#### Records to process

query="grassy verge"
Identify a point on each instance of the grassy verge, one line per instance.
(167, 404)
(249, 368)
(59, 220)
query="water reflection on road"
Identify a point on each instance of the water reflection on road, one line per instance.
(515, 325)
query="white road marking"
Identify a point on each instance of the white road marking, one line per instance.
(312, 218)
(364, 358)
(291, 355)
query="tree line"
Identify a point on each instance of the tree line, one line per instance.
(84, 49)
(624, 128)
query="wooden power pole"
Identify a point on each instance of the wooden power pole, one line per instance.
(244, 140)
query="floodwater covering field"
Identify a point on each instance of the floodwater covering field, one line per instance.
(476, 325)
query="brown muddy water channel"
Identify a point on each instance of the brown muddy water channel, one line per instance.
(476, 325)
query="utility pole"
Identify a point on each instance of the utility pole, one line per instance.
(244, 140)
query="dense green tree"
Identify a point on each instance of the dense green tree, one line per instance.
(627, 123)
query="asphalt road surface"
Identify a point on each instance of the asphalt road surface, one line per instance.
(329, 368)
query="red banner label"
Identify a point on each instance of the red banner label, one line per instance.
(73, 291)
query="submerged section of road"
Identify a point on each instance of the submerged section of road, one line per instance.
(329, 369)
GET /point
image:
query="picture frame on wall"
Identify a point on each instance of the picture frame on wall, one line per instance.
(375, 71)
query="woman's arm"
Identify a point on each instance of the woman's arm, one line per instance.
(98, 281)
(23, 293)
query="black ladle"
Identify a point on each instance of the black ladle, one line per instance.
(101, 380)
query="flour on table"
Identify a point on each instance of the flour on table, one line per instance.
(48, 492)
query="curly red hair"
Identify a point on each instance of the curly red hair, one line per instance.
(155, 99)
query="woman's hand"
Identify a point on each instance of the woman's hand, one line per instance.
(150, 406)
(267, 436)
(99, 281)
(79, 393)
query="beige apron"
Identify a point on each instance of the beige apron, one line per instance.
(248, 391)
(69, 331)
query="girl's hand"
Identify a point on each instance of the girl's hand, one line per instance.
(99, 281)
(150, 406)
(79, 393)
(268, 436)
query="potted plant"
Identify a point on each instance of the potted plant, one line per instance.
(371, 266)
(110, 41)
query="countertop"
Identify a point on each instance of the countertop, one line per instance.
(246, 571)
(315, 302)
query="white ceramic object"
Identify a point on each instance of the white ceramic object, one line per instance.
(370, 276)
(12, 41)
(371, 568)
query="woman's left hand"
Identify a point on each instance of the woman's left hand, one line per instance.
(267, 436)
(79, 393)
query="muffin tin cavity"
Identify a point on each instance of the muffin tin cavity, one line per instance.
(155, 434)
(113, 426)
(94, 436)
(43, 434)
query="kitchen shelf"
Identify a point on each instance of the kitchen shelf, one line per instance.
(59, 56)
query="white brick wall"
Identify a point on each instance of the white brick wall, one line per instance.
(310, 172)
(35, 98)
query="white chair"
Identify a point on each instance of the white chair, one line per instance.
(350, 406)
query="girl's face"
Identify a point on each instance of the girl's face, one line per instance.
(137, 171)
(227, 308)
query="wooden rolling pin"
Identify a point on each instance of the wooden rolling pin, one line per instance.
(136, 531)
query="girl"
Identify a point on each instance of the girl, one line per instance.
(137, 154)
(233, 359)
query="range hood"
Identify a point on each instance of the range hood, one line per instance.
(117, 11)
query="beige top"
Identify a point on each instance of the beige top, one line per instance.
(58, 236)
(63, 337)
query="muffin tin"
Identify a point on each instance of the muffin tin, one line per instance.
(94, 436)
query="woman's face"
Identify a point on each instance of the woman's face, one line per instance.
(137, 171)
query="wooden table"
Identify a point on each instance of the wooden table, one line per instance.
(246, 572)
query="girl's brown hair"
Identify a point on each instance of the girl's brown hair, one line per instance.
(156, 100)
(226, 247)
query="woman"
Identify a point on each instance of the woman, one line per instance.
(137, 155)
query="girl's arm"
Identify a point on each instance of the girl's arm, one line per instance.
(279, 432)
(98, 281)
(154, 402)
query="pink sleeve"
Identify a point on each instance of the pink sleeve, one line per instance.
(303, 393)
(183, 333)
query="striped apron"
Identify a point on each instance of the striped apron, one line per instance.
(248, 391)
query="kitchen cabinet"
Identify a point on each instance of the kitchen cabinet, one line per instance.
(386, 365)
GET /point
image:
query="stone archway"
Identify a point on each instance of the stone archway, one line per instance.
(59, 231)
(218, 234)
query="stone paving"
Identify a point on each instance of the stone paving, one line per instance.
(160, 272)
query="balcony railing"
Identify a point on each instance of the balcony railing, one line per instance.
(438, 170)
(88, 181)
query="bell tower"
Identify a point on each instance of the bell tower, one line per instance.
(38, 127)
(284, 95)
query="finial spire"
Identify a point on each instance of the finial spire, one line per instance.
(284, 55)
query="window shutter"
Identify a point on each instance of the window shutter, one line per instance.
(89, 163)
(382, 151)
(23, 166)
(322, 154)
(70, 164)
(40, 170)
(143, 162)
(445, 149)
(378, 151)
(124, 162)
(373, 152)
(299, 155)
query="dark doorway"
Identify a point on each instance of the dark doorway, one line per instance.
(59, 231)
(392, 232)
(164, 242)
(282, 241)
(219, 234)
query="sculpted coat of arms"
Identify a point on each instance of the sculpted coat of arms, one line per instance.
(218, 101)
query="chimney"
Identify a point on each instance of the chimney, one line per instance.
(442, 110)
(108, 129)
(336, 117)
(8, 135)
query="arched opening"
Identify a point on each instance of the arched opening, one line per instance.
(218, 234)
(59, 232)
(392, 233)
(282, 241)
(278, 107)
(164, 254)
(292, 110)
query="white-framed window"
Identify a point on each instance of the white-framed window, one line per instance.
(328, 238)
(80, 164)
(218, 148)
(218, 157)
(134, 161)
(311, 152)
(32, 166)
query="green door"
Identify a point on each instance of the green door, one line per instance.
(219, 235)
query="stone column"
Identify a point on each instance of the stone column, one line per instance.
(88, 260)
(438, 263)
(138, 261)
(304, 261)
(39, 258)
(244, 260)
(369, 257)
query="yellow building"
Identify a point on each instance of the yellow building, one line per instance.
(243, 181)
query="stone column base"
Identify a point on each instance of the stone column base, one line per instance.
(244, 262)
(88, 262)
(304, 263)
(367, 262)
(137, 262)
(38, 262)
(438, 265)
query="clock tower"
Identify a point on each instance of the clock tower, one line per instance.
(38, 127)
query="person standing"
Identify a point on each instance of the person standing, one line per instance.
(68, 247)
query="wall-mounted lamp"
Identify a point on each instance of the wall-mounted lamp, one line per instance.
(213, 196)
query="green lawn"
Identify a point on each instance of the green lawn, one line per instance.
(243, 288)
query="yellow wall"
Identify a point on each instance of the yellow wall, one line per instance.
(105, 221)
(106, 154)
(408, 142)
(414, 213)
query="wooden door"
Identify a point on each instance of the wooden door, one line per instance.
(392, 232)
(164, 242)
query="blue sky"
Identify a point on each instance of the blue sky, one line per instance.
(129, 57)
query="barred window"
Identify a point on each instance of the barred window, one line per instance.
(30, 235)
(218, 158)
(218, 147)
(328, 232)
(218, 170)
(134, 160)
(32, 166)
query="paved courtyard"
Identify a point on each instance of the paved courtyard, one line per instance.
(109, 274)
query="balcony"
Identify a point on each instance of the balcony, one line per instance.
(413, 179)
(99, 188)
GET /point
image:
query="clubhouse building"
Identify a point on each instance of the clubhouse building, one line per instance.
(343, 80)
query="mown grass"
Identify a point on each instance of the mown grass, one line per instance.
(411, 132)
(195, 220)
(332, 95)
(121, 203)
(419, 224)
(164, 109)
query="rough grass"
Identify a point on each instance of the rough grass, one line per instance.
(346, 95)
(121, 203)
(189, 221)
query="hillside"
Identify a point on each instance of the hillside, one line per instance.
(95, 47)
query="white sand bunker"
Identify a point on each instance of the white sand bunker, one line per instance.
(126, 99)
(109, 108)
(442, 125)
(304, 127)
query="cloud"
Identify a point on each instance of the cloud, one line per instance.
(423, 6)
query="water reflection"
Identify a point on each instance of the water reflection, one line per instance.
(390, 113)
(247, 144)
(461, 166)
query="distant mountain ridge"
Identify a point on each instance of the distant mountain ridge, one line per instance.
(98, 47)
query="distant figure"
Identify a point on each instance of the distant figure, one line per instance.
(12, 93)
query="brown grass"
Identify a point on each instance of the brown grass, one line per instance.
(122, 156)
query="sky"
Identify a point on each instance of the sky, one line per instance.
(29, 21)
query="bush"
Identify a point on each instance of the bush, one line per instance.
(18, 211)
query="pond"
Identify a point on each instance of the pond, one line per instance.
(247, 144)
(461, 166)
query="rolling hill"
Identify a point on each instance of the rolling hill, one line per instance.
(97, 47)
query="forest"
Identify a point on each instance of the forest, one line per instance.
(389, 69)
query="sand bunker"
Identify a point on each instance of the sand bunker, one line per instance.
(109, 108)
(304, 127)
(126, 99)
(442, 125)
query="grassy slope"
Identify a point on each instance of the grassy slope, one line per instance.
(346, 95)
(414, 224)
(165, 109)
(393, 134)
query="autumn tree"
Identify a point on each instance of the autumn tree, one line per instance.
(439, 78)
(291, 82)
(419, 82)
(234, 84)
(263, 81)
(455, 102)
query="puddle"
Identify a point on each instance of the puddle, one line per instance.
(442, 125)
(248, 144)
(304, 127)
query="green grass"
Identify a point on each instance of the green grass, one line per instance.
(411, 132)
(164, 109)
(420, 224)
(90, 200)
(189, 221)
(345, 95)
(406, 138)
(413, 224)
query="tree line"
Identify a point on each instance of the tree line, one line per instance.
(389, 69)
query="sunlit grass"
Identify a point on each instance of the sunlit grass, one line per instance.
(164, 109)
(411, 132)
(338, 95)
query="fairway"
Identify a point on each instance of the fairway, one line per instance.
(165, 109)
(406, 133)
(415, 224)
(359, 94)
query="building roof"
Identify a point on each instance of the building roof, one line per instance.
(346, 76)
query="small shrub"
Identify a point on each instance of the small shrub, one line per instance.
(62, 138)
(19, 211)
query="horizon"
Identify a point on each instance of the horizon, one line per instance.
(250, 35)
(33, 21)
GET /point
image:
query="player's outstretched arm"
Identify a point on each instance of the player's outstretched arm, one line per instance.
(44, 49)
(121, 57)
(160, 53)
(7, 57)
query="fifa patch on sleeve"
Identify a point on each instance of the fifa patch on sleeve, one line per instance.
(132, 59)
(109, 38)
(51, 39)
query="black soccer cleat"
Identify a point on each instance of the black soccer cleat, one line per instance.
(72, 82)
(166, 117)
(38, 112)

########

▸ Objective: Count the lines above that contain the word "sculpted" and give only that number.

▸ Reply to the task: 2